### STORED RECORDS
◇ ◇ ◇ ◇

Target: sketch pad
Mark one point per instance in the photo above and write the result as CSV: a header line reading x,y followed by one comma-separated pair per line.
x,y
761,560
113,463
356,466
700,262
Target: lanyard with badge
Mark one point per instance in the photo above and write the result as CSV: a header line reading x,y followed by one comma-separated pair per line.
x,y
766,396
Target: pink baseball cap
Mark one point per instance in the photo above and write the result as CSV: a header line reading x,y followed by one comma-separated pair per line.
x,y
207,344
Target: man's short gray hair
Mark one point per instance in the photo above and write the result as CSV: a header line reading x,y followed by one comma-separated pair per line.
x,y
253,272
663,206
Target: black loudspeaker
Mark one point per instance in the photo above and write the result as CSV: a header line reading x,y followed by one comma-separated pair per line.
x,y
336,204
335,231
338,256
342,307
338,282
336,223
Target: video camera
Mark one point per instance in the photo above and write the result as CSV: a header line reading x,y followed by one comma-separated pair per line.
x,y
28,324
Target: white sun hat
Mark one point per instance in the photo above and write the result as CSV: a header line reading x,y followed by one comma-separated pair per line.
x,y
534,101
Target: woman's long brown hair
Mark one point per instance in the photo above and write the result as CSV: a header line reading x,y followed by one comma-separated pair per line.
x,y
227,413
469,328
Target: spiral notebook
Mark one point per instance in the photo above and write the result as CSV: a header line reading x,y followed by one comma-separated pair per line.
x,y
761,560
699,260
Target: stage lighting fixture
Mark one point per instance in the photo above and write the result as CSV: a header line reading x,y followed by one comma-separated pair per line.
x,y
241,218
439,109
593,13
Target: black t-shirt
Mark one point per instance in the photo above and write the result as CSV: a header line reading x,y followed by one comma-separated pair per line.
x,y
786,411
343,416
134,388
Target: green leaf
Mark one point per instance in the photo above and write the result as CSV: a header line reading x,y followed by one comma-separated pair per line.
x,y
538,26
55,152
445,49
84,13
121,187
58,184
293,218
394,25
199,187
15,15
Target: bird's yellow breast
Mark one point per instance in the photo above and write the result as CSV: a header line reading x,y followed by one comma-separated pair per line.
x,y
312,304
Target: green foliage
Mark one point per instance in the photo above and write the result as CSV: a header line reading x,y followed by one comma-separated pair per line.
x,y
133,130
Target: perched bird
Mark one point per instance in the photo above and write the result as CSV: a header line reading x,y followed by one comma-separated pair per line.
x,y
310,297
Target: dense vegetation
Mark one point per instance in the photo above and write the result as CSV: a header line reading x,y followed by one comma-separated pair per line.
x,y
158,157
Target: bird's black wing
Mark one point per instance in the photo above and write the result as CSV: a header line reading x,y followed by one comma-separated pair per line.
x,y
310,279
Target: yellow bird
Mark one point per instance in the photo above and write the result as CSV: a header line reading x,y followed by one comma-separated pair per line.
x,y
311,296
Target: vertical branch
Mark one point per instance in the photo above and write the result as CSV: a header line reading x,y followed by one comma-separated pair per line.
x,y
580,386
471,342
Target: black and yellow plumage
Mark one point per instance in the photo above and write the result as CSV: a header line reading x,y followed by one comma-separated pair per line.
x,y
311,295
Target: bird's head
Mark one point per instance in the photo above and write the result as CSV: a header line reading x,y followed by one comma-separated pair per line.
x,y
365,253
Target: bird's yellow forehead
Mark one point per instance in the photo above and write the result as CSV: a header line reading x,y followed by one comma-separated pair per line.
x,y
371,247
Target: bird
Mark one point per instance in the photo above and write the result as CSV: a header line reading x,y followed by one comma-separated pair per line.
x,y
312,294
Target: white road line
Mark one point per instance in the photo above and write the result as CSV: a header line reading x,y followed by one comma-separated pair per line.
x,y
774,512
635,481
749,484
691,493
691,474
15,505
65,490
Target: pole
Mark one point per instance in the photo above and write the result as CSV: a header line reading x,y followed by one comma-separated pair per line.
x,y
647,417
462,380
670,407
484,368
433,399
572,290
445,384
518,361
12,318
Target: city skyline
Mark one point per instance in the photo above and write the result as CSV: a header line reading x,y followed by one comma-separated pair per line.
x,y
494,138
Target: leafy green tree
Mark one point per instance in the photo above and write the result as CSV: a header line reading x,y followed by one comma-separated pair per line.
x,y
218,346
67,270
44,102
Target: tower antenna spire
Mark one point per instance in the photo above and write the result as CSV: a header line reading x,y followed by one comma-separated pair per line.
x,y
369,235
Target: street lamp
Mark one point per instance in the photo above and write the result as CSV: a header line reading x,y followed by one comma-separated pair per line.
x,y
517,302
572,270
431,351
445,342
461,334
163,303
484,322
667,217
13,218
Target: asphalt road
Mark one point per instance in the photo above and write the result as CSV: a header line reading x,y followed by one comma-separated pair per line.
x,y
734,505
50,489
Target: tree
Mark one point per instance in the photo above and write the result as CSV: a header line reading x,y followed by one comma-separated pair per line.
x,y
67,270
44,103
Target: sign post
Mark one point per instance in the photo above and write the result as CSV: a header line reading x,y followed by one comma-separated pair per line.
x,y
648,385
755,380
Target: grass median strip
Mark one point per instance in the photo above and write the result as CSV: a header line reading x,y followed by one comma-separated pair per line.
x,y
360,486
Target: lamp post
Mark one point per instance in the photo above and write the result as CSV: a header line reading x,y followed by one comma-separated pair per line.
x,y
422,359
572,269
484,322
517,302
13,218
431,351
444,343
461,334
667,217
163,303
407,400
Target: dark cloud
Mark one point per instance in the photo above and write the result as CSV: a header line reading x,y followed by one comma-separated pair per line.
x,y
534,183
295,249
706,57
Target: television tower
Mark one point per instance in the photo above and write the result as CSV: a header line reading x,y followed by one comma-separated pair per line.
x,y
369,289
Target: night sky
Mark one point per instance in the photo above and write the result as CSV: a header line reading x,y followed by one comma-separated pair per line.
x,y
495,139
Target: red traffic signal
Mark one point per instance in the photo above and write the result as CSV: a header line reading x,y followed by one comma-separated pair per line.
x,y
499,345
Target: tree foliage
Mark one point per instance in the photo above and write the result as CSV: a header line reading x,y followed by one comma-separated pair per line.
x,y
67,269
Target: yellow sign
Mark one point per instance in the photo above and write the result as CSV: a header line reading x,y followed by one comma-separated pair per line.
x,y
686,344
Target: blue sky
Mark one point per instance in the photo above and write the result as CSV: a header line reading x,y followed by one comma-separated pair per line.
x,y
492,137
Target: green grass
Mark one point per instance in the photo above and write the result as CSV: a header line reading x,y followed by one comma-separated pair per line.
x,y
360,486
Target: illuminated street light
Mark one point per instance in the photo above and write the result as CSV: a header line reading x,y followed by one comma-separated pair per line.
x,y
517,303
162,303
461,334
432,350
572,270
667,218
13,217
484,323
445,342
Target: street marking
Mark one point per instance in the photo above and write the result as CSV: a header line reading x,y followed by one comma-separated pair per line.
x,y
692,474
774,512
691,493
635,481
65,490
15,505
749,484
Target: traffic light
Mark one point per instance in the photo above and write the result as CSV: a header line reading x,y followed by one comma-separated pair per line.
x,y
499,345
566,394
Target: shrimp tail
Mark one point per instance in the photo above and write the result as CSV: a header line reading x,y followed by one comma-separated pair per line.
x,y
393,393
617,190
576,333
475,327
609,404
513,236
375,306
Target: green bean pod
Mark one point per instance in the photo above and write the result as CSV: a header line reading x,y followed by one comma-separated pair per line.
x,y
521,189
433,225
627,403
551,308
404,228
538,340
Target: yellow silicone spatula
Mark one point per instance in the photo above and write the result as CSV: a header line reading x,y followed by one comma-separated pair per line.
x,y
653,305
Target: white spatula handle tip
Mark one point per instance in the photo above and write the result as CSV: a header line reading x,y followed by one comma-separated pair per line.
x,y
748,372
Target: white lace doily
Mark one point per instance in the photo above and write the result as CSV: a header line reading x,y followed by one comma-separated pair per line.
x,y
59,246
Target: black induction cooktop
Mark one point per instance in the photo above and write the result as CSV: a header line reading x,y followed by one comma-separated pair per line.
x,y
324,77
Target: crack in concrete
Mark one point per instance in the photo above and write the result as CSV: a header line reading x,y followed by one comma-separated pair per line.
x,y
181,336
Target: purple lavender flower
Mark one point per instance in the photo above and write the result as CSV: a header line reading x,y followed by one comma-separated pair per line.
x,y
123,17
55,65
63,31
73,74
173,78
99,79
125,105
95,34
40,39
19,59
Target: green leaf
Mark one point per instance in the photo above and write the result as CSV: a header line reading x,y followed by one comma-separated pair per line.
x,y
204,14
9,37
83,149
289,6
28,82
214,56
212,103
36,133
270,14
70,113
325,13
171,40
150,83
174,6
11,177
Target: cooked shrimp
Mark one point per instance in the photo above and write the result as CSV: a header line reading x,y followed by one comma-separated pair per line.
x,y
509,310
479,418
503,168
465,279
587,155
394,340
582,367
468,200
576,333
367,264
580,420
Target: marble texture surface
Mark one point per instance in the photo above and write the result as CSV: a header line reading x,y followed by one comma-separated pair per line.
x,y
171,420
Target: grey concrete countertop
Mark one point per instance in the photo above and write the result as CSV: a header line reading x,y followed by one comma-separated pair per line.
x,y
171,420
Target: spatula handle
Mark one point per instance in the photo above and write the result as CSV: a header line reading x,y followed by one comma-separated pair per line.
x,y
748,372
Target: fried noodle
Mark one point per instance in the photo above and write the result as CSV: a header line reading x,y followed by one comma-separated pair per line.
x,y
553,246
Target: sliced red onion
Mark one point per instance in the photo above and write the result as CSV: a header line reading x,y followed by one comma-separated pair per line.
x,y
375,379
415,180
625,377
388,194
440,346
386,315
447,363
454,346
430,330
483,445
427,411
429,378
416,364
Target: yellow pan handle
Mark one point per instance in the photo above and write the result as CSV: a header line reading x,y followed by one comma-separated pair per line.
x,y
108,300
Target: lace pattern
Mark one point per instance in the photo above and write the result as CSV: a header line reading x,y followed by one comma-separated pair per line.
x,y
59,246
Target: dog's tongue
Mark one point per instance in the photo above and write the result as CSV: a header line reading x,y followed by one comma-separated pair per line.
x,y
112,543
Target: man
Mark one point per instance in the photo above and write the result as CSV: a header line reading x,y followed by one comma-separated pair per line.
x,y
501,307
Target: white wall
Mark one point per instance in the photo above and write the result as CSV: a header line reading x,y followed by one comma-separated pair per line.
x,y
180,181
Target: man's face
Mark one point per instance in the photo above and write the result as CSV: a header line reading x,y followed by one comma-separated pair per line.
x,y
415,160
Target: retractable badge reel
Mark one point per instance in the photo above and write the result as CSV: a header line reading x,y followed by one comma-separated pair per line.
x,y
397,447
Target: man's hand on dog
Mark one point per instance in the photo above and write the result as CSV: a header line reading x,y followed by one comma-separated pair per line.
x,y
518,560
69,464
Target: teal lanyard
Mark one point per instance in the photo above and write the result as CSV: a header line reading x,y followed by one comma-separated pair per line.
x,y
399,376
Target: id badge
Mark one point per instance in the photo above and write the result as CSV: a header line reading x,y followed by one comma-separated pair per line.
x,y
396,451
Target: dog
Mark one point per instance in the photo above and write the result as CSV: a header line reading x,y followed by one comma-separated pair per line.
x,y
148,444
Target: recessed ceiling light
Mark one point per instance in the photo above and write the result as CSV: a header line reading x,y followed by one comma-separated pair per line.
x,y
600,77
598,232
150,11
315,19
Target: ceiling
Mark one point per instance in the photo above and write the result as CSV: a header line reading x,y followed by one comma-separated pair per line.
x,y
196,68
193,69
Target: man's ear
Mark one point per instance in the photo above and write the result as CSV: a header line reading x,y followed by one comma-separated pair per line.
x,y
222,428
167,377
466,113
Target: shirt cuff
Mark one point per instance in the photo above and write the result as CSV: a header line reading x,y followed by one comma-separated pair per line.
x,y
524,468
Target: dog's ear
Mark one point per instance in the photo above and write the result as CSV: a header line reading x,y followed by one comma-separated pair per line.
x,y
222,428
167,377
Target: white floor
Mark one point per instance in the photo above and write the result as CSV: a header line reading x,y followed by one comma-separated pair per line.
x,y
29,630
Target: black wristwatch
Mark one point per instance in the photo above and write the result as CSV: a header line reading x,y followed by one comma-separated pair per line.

◇ ◇ ◇ ◇

### DESCRIPTION OF THE TASK
All lines from the line containing "Target: man's hand on dog" through the end of the listing above are to be duplicated exactly; include both ends and nothing further.

### WORKED SOLUTION
Target: man's hand on dog
Mark one point per instance in the photo above and write the result as CSV: a header line reading x,y followed by one comma-separated pair per line.
x,y
518,560
69,464
Target: teal lanyard
Mark one point per instance in the photo above and write the result as CSV: a header line reading x,y followed by one comma-separated pair per line.
x,y
399,376
Target: id badge
Mark one point per instance in the photo above and write the result as CSV: a header line reading x,y followed by one comma-separated pair per line.
x,y
396,451
Target: dog
Mark one point per instance in the photo above and write the result as CSV: a header line reading x,y followed by one comma-separated pair per line.
x,y
148,444
Target: recessed ceiling light
Mark one point per instance in the photo above and write the result as CSV: a header line reading x,y followed by one comma-separated pair per line.
x,y
600,77
598,232
150,11
315,19
Target: ceiling
Mark one point per instance in the photo above and write the result as CSV: a header line reading x,y followed by one comma-separated pair per line.
x,y
196,68
193,69
Target: man's ear
Mark one point per instance in the photo above and write the result as CSV: a header line reading x,y followed by one comma-separated pair per line.
x,y
222,428
167,377
466,113
Target: shirt cuff
Mark one point per instance in the photo above and write the result as CSV: a header line reading x,y followed by one comma-separated pair per line.
x,y
524,468
Target: dog's ear
Mark one point per instance in the photo above and write the result as CSV: a header line reading x,y followed by one comma-separated pair per line.
x,y
222,428
167,377
Target: white floor
Mark one point per instance in the photo above and write the result as CSV: a header line reading x,y followed by one comma-separated pair per line.
x,y
29,630
Target: black wristwatch
Mark one point per instance in the photo above and write the result as CSV: a header line reading x,y followed by one comma-separated pair per line.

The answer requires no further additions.